Could you output the rows below as a numbered list, skipping any blank lines and leaving the pictures out?

═══ RECORDS FOR PROCESSING ═══

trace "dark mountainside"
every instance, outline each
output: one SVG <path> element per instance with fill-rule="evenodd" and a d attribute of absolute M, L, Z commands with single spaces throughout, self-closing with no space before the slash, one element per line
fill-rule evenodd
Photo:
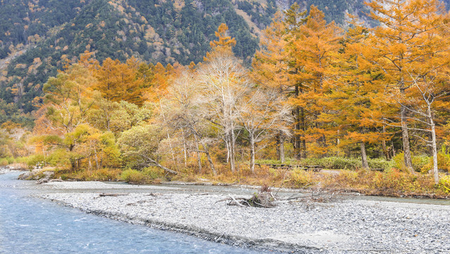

═══

## TASK RESPONSE
1. trace "dark mountainside"
2. every instance, outline each
3. output: one SVG <path> element per instance with fill-rule="evenodd" and a d attribute of absolute M, L, Z commands with single spaces throughout, self-closing with no space before the slash, one element per line
4. fill-rule evenodd
5. Photo:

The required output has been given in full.